#### Tasks to complete
[A] List the four fields set under Depth in the configuration rule posted in the forum thread, with their values.
[B] Rewrite the records from their first line up to and including the line with "point(379, 303)", keeping every request line, and add 148 to each coordinate in the point answers.

Closed xwgao closed 11 months ago
cc @PeterF778 in case you have any ideas
@xwgao Are there any error messages produced by the agent? They go to stderr
by default, which is then directed by WebSphere to a file by default.
If there are no errors, please try using -Dotel.javaagent.debug=true
to get more verbose logging.
This is probably not causing this problem, but your rule WebSphere:feature=wasJmsServer,type=Queue,name=*
has a wildcard and matches multiple MBeans, so you should report name
as a metric attribute. Otherwise the values for multiple MBeans will clash and make your metric non-deterministic.
@PeterF778 How can I report name
as a metric attribute? Can I use the below configuration rule to do that?
---
rules:
- bean: WebSphere:feature=wasJmsServer,type=Queue,name=*
metricAttribute:
name: param(name)
mapping:
Depth:
metric: my.own.jms.queue.depth
type: updowncounter
desc: The JMS message queue depth
unit: "1"

#### Material for this task
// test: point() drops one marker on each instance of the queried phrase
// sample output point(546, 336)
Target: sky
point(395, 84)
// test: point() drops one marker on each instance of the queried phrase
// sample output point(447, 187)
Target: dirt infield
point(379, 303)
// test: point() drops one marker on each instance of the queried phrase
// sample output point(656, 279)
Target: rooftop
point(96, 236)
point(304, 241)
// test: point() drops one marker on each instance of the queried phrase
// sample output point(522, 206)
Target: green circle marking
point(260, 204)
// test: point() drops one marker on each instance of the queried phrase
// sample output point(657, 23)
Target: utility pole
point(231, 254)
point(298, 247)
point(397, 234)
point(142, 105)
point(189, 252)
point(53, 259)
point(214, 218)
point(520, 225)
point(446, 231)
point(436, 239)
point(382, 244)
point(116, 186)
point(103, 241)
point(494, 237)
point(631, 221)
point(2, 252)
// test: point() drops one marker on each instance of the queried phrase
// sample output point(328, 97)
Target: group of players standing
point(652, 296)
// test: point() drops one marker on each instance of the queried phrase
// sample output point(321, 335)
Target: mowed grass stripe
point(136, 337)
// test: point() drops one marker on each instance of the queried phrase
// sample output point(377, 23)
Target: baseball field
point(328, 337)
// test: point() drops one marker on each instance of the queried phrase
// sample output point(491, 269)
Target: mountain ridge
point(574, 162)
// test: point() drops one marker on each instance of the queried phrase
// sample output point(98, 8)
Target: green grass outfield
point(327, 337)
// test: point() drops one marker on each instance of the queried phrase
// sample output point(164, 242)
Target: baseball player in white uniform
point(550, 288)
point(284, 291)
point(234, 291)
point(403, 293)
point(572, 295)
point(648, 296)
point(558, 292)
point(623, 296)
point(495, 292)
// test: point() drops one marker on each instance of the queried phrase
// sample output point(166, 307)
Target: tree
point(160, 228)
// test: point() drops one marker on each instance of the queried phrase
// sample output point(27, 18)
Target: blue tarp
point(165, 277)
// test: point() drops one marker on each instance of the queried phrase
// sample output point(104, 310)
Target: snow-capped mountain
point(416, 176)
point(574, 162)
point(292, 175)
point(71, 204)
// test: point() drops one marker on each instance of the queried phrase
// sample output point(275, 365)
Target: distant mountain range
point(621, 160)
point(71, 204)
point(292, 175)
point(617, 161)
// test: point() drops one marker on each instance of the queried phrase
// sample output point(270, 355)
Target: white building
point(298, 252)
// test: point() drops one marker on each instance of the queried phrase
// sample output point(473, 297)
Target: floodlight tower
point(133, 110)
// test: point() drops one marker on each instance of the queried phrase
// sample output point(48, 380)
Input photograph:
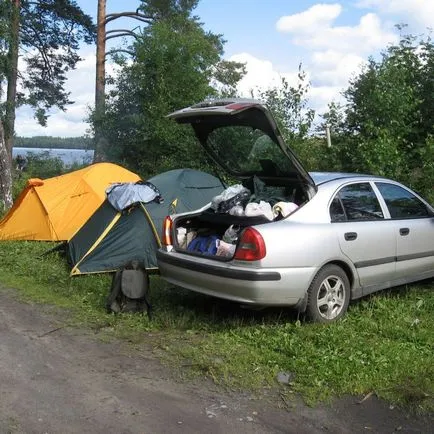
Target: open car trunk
point(216, 231)
point(243, 138)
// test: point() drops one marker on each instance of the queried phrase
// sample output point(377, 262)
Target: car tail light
point(251, 246)
point(167, 231)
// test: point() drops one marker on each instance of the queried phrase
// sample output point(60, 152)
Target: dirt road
point(55, 379)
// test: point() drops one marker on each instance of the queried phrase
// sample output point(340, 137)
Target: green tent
point(111, 238)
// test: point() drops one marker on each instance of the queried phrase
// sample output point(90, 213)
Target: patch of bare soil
point(55, 379)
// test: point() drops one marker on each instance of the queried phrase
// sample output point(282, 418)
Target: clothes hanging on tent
point(111, 238)
point(123, 195)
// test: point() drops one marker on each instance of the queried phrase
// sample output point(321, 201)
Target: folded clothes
point(284, 208)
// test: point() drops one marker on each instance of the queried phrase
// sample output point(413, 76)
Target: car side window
point(401, 203)
point(355, 202)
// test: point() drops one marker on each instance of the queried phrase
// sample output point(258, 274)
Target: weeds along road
point(55, 379)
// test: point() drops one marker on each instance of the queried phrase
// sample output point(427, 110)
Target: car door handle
point(350, 236)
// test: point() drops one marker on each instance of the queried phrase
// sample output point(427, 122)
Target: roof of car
point(322, 177)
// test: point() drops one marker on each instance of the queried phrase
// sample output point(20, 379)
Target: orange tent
point(54, 209)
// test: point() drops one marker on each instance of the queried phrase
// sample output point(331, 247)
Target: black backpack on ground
point(129, 290)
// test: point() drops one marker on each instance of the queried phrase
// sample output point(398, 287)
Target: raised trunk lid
point(242, 137)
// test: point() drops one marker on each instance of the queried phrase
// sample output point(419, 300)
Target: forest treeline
point(53, 142)
point(383, 125)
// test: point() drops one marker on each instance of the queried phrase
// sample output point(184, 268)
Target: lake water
point(68, 156)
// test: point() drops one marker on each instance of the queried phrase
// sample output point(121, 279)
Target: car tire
point(328, 295)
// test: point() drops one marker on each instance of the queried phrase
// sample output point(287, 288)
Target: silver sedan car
point(280, 236)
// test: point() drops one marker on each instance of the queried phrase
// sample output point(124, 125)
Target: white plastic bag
point(254, 209)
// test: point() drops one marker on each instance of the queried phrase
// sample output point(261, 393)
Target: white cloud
point(334, 68)
point(312, 32)
point(334, 53)
point(260, 74)
point(316, 17)
point(419, 12)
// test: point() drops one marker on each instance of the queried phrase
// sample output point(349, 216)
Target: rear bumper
point(235, 282)
point(215, 270)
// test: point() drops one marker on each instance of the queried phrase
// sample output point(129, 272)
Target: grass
point(384, 345)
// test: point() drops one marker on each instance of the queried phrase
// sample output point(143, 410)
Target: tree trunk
point(100, 140)
point(5, 175)
point(11, 97)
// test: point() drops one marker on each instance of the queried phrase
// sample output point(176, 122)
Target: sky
point(330, 39)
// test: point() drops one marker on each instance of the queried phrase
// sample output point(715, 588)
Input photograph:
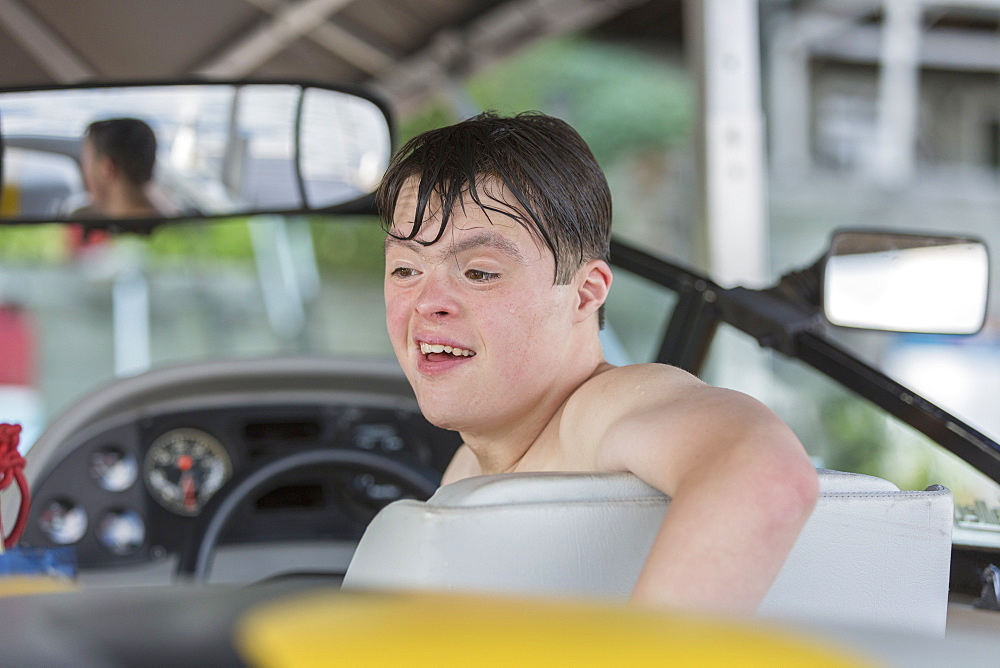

#### Problem solutions
[A]
metric: my.own.jms.queue.depth
type: updowncounter
desc: The JMS message queue depth
unit: "1"

[B]
// test: point() drops one marker on each instance of the queried phrase
// sample output point(546, 336)
Target: sky
point(543, 232)
// test: point() drops one marker on each instance of the queried phrase
// sample output point(447, 187)
Target: dirt infield
point(527, 451)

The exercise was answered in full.